— start EXTRACTED INFORMATION —

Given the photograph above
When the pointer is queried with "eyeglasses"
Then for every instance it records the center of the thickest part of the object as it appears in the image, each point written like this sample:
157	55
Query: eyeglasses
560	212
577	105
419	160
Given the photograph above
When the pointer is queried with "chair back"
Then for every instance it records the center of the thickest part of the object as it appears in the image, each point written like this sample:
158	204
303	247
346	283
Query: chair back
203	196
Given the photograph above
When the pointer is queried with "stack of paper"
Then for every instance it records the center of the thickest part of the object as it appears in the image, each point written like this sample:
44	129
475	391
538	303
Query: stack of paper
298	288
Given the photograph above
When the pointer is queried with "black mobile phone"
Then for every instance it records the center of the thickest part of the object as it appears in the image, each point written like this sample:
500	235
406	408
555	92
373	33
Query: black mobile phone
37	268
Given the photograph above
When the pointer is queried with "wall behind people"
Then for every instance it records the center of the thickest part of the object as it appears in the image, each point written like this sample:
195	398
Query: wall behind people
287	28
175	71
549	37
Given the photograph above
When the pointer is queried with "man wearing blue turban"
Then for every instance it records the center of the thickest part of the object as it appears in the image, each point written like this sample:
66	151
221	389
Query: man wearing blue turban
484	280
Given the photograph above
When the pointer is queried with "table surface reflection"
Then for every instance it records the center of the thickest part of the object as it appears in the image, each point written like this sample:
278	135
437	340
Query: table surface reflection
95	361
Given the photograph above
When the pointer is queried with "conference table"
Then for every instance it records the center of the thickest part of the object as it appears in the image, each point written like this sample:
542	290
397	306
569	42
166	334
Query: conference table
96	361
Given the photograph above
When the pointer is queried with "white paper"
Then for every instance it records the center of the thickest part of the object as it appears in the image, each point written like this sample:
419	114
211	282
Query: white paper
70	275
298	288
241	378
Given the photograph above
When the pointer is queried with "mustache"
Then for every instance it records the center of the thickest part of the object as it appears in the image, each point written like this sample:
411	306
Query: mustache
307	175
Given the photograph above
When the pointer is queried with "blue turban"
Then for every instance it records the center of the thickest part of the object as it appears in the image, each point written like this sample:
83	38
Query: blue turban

— end EXTRACTED INFORMATION —

EXERCISE BRIEF>
Retype all the material above precisely, with no line left out.

TASK RESPONSE>
Given the photograph above
When the pointer is queried with "eyeglasses"
Then for every instance it records the center of the thickest part of the object as it appears in the image, each point written like this sample:
157	55
Query: eyeglasses
560	212
577	105
419	160
Given the photograph above
When the pointer is queried with "chair back"
Then for every instance it records the center of the thickest part of the object as it appears in the image, each point written like this sample:
158	204
303	247
346	283
Query: chair back
203	196
Given the photograph above
When the pointer is queried with "stack of paper"
Then for every instance it records the center of the thickest part of the object as it appears in the image, each point written like this sample:
44	129
475	391
538	303
Query: stack of paper
298	288
Given the photograph above
When the pointer is queried with "black mobile phone"
Then for every instance it records the center of the thickest part of the object as it appears in the image, each point written like this sample:
500	235
406	408
555	92
373	33
Query: black mobile phone
37	268
Given the photograph above
When the pointer is queried with "wall behind people"
Then for every instance it records the center of the thickest part of the object as it appears in the image, each point written like this sample:
195	398
Query: wall behind people
287	28
175	71
549	37
Given the photograph above
When the pointer is queried with "man wearing blue turban"
Then for every instance it records the center of the thickest part of the object as it appears in the image, each point written like this sample:
66	151
221	389
Query: man wearing blue turban
484	280
Given the photograph above
When the pointer is queried with "table surface reflection"
Then for every instance it records the center of the thickest part of the object as it appears in the image, each point written like this sample:
278	135
437	340
Query: table surface reflection
95	361
Given the photograph above
When the pointer is queried with "conference table"
Then for every instance it records the center of the thickest part of the object as it appears in the image, each point written like this sample:
542	290
397	306
569	42
166	334
Query: conference table
96	361
Given the photograph above
When the pointer is queried with "white paper"
Then for every instance it records the center of the thickest part of the object as it appears in the image, each point written like this sample:
419	114
211	282
Query: white paper
70	275
298	288
241	378
Given the photograph above
When the pointer is queried with "mustache"
Then for every instance it records the center of the thickest part of the object as it appears in the image, each point written like this sample:
411	306
Query: mustache
307	175
Given the photograph above
When the pointer is queried with "blue turban"
Then for every instance it records the center of the thickest part of the object as it appears in the image, each point written like this sample:
83	38
Query: blue turban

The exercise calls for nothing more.